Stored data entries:

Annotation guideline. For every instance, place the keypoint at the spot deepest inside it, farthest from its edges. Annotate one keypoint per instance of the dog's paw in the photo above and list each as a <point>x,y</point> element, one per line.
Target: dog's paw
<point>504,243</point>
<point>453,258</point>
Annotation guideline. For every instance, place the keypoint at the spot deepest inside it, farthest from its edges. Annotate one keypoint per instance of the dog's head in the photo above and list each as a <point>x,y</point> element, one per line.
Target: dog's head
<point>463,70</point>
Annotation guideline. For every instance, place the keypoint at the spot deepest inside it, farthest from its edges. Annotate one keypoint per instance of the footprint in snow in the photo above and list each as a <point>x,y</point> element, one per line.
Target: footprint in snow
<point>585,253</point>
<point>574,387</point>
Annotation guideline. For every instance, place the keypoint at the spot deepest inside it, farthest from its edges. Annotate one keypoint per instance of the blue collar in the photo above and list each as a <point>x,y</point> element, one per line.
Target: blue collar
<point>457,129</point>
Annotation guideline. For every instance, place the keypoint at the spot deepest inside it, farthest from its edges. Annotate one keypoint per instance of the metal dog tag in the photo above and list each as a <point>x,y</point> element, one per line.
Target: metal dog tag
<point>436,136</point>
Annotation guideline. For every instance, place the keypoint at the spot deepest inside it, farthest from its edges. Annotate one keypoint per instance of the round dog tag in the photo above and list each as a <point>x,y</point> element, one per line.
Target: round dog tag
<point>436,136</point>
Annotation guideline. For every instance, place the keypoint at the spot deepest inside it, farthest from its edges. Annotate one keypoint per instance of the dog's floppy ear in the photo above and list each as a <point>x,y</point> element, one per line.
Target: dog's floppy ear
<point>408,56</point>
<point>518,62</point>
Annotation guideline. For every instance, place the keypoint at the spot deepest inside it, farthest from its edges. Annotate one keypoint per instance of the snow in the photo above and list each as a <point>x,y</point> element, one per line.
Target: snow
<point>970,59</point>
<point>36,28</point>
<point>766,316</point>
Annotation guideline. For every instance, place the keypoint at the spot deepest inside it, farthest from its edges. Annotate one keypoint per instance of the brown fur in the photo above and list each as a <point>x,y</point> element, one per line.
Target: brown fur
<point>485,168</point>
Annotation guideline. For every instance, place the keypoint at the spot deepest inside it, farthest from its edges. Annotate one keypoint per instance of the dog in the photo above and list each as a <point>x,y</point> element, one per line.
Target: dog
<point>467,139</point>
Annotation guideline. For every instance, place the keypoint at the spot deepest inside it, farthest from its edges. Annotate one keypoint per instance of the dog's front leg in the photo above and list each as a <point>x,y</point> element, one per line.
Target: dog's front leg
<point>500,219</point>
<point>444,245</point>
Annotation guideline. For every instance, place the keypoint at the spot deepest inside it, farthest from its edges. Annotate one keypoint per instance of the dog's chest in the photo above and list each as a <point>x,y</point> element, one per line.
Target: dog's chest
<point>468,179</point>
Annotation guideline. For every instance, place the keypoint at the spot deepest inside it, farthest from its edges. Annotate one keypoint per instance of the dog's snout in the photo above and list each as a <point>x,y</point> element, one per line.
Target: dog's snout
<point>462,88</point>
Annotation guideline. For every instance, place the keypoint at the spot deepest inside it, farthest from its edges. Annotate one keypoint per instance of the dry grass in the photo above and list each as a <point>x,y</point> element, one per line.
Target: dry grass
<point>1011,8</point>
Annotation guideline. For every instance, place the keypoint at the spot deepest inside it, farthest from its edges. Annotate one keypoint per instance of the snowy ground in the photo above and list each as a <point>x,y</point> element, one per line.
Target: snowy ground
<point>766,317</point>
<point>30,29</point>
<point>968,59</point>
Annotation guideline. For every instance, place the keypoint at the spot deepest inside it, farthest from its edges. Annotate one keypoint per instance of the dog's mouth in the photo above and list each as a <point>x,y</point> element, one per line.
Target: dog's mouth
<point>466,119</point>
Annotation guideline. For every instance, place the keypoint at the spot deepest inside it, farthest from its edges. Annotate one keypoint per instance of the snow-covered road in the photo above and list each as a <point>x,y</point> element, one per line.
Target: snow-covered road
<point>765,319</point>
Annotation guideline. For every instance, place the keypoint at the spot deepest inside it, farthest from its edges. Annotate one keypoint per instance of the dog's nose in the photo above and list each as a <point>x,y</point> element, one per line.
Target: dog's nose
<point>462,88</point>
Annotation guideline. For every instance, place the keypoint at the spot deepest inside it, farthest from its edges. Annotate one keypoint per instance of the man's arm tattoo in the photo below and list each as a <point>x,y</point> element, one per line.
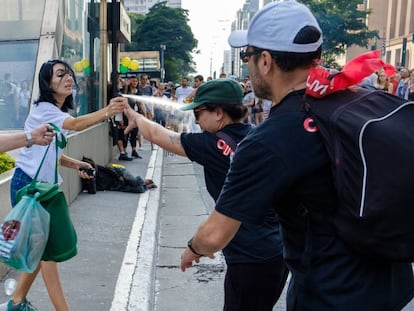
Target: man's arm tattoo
<point>175,140</point>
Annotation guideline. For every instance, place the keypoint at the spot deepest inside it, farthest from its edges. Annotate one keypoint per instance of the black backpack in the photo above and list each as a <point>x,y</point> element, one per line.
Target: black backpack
<point>369,136</point>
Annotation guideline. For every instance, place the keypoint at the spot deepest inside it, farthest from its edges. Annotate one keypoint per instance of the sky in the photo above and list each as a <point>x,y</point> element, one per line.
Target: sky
<point>210,22</point>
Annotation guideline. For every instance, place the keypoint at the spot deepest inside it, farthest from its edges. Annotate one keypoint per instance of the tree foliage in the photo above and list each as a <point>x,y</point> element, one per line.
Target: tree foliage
<point>343,24</point>
<point>165,26</point>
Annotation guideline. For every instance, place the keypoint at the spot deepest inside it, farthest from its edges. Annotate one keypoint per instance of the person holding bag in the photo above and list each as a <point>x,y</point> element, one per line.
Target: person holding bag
<point>56,82</point>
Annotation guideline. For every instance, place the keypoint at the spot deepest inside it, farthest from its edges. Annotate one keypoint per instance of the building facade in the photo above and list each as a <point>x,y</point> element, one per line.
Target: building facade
<point>395,23</point>
<point>143,6</point>
<point>34,31</point>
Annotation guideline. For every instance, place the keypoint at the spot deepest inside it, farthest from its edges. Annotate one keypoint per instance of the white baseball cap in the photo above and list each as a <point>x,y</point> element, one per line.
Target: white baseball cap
<point>275,27</point>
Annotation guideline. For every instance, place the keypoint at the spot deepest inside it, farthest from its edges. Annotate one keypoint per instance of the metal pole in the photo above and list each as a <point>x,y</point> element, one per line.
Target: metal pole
<point>162,73</point>
<point>114,74</point>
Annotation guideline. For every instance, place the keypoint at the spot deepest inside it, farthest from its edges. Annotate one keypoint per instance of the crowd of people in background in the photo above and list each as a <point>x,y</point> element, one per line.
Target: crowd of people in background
<point>169,116</point>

WORK TO BE COMPLETED: Although the records above contain pictures, output every line exactly and leave the pictures out.

RESPONSE FOR THIS EXERCISE:
Annotation guideline. For every instance, place the keypoint at the spot deepest inside it, farthest from its edges. Annotate one keypoint per instance of the dog's paw in the photo above and list each as a <point>x,y</point> element, one per line.
Target: dog's paw
<point>504,243</point>
<point>453,258</point>
Annotation guideline. For every instance, place the keypoint at the spot deepest inside it, farthest from its edges. Annotate one keypoint per instance of the dog's head in the photo above and list each as a <point>x,y</point> element, one per line.
Target: dog's head
<point>463,70</point>
Annotation guideline. For every instance, place the keypoint at the spot deepest inside it, farthest from its edges. Annotate one keypoint per instance of the footprint in snow in the photo above and list each as a <point>x,y</point> element, one per line.
Target: footprint in snow
<point>585,253</point>
<point>574,387</point>
Annotation guideline. For every instance, place the keypoint at the spot deepest inside it, farthest from its edges. Annotate one keypoint per instance of the blue collar in the photo above and list each as a <point>x,y</point> element, one per line.
Target: blue collar
<point>457,129</point>
Annotation guideline. For every instance, place the keypoint at the spot deepest inside it, farthest from its edges. Annotate one keypoint per instance of the metal dog tag in the photo above and list each as a <point>x,y</point> element, one per line.
Target: metal dog tag
<point>436,136</point>
Annotation guideline. For every instance, place the keypoint at the spot deepest inside it, farthest from its edges. Annotate one keypoint per instance of the round dog tag in the photo above and list each as a <point>x,y</point> element, one per line.
Target: round dog tag
<point>436,136</point>
Annotation guideline. For every instance, place the keypoint at the spot deepest inside it, farthest from its edges. Annotate one keypoint per instance of the dog's floppy ear in the photo above and list each as a <point>x,y</point> element, one per line.
Target: dog's floppy ear
<point>408,56</point>
<point>518,62</point>
Annotation guideline. For every instance, place the keypoint at the spot deepest inside it, farthest from its edges. Annotate one keypoint per instance of the snow in the photo above and list each as a <point>x,y</point> element, one per line.
Target: snow
<point>970,59</point>
<point>36,28</point>
<point>766,316</point>
Annotation guideline. For every instance, place the keypoint at the spot deepest inside it, farthest from its edges. Annotate one keypoint per instance of the brown fur in the photo above and list each as a <point>x,y</point> element, one per line.
Target: brown fur
<point>485,168</point>
Annotation guideline. For every instance, place the keypoint at the spot deepest inside it, farthest from its edges. Annotate one keypoint per instance of the dog in the photo above and list each as a <point>x,y</point> element, one per line.
Target: dog
<point>467,139</point>
Annotation guideline. For every instance, place the keypoint at the spot deepest inside it, farthest from its edges. Annotate one keypoint per instance of the dog's front leg in the photo above and list each as a <point>x,y</point> element, one per line.
Target: dog's front leg
<point>500,219</point>
<point>444,245</point>
Annotation guideline. For every instance, place the keypoint at the spot deepest inside it, farthest from its edges. Annotate one keypoint per instance of the dog's chest in the photo above and list each as a <point>x,y</point> element, one per line.
Target: dog's chest
<point>468,179</point>
Annotation guideline. For every instance, place the keypoint at the spot deepest inside it, farthest from its edges. Annotate one keypoint per instance of the dog's snout in the photo above and list each as a <point>x,y</point> element, one per line.
Target: dog's snout
<point>462,88</point>
Annotation guideline. For every instance, place the keypoint at the spot deepest inside it, farthest from its edges. Annotate one keypoint per instance of the dry grass in the photo above and list each as a <point>x,y</point> element, one per line.
Target: dry grass
<point>1011,8</point>
Annotation guideline. For every instance, place the keypoint at the spot deepest inside it, farthest from its edges. Annotate one keypoint per instance of the snowy ground in the photo above and list each as a <point>x,y</point> element, one per line.
Target: snowy ground
<point>766,317</point>
<point>30,29</point>
<point>968,59</point>
Annotation guideline. For every instance, place the keypoint at the spot deepest inside it, farthest from its edges. Annotate one keypoint per instance of the dog's mouth in the photo above and list each as a <point>x,y</point> element, one per line.
Target: dog's mouth
<point>466,119</point>
Annotation guideline. For every instance, place the keypoint at the spot deepest inside it, farthest from its edges. Annotate one keypoint per instance of the snow-covered road in the photo above and list each as a <point>x,y</point> element, one per line.
Target: snow-covered road
<point>765,319</point>
Annotation guideline. For every instance, place the keypoint at the spot deepest inside it, farthest from its edges. Annotate one keypoint per instance of the dog's nose in the photo above and list each as a <point>x,y</point> element, one per line.
Target: dog's nose
<point>462,88</point>
Annotation guideline. For every instance, place the keypoint at the spot deepest inside it, farthest from its edges. Annotate one keypoint per instance of the man's arm tattoo in the photo below and list each as a <point>x,y</point> element, one per line.
Target: man's arm tattoo
<point>175,140</point>
Annotation guideline. For every instance, place the keypoint at the spot deepest inside it, farthest from its edges. Annotate one keypoint per instance of the black backpack in the photo above and list each as a <point>x,y</point> element, one per line.
Target: black backpack
<point>369,136</point>
Annotation guideline. For every instance, place the keypoint at the spot deepest inside it, farthest from its edges. Annotate one keypoint per instance of the sky in the photo above and list each as a <point>x,y</point> element, one per line.
Target: sky
<point>210,22</point>
Annotation guideline. For every instance, place the keypoint at the spot deepest inside it, farthest from its edges. Annotate one keypoint per instance of the tree foliage in the photo above and list each as a <point>x,y</point> element, one per line.
Target: tree foliage
<point>343,24</point>
<point>165,26</point>
Annotation guideline. For every instance, place the keypoint at the spot deepest inside it, farthest from its edges. Annotate one keypoint per instance of the person holding bag in the photo above and list each as a <point>x,y</point> element, one per line.
Target: person holding bag
<point>56,82</point>
Annotation guideline. For every instance, place the keypoint at the spot deepest inside it, farthest from its edges. Annotate one keypoint per instance of the building facade in the photo above and list each as a <point>x,y</point> element, one per line.
Target: building facade
<point>395,23</point>
<point>143,6</point>
<point>34,31</point>
Annotation guideline. For every instance, place the keypoint at the spot deepest inside it, farthest from its edges. Annotate one keypoint per instance of the white baseball cap in the photo above and list each as a <point>x,y</point> element, one per line.
Target: white baseball cap
<point>275,27</point>
Annotation guideline. For every instance, place the keypoint at the spot deepest inside it, farthest from its edges. Annotate one keypoint per instance of the metal pole in the photo above and list each as a <point>x,y</point> element, one per line.
Target: metal pole
<point>162,73</point>
<point>114,74</point>
Annotation guideline. For every instance, place the keypoint at the spot deepest inside it, farthest from its edges. Annotate one keypoint per instance of the crowd of people in background in the photo above and list each as a <point>x,y</point> element, one per line.
Target: crowd of people in background
<point>169,116</point>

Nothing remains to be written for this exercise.